TEXTE DE LECTURE ▸
※
La population de Sacramento s’élève aujourd’hui à plus de 30 000 habitants. La ville fait un immense commerce, et ses développements sont le fruit de sa position même. Les environs sont parsemés de jardins et de vastes fermes où l’on récolte toutes les productions que la terre peut fournir sous les climats tempérés, et qu’elle fournit avec usure dans ce pays privilégié. Les verdoyantes prairies que l’on rencontre dans tout le comté de Sacramento permettent aussi d’élever beaucoup de bétail.

L’exposition agricole de l’État était ouverte à Sacramento depuis le 1er  septembre, quand je visitai cette heureuse capitale. J’eus l’occasion de jeter un coup d’œil sur ces fruits aux dimensions phénoménales que la nature se plaît à produire en Californie, et qui se trouvaient là rassemblés. En même temps je pus contempler des échantillons de ces récoltes miraculeuses en céréales qui font aujourd’hui de la Californie le grenier de tout le Pacifique. Parmi les fruits je remarquai des pommes mesurant jusqu’à cinquante centimètres, soit un pied et demi de tour. Des grappes de raisins dont les grains étaient presque aussi gros que des noix, attirèrent aussi mon attention et me donnaient envie d’y goûter. Parmi les légumes, il y avait des carottes longues d’un mètre et d’une épaisseur proportionnelle. Des potirons pesant jusqu’à cent kilogrammes représentaient avec honneur la famille des cucurbitacées.

Quant au blé, l’orge et l’avoine, les échantillons en montre indiquaient une échelle de reproduction phénoménale. Un grain ensemencé en avait reproduit cent et plus. Puis venaient des échantillons de lin, de chanvre, de riz, de tabac, de sorgho ou canne à sucre de Chine ; et à côté les oranges, les citrons, les figues, les olives de Los Angeles, ainsi que les fruits tropicaux, ananas, bananes ou autres semblables, que produit une portion de ce comté, le plus méridional de la Californie. On eût dit que toutes les productions des deux hémisphères, plantes industrielles, fruits des pays froids et tempérés, fruits des tropiques, s’étaient donné là rendez-vous.

Tout y proclamait comme à l’envi l’inépuisable fécondité de la terre californienne, comme si cette terre n’avait pas déjà assez fait en produisant l’or en abondance.
※
LIGNES EXTRAITES ▸
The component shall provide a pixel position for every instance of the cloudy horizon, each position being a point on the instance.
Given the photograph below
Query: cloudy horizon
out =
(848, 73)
※
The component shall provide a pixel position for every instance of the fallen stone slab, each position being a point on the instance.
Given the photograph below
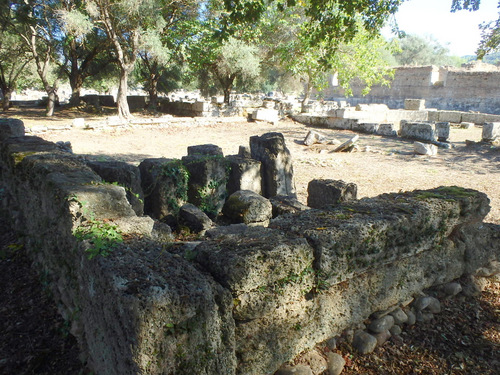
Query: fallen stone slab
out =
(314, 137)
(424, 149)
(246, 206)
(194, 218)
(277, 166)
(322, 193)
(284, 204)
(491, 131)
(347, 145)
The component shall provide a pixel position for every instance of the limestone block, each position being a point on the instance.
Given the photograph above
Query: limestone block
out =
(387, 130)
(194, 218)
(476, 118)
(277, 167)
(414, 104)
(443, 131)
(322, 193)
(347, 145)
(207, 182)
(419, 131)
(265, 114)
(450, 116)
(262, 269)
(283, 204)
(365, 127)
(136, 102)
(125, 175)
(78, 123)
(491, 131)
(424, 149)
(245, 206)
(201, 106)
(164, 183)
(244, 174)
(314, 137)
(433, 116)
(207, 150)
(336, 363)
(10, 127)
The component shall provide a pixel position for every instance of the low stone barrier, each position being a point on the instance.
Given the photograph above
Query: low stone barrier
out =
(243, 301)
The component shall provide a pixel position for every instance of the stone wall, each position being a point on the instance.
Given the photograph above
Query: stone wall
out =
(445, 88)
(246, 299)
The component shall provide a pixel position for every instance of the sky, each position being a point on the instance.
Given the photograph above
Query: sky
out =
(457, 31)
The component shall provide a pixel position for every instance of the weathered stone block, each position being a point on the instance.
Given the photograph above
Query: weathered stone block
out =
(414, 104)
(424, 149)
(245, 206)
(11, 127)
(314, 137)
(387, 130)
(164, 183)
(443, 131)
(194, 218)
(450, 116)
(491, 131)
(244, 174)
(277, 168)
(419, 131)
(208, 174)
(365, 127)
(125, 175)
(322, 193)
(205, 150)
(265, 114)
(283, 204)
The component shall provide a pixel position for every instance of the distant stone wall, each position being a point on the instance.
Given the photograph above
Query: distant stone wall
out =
※
CONSIGNE ▸ Transcrivez le passage du texte sur Sacramento qui s'ouvre sur les mots « Tout y proclamait » et se clôt sur « l’or en abondance. ».

CORRIGÉ DE L'EXERCICE ▸
Tout y proclamait comme à l’envi l’inépuisable fécondité de la terre californienne, comme si cette terre n’avait pas déjà assez fait en produisant l’or en abondance.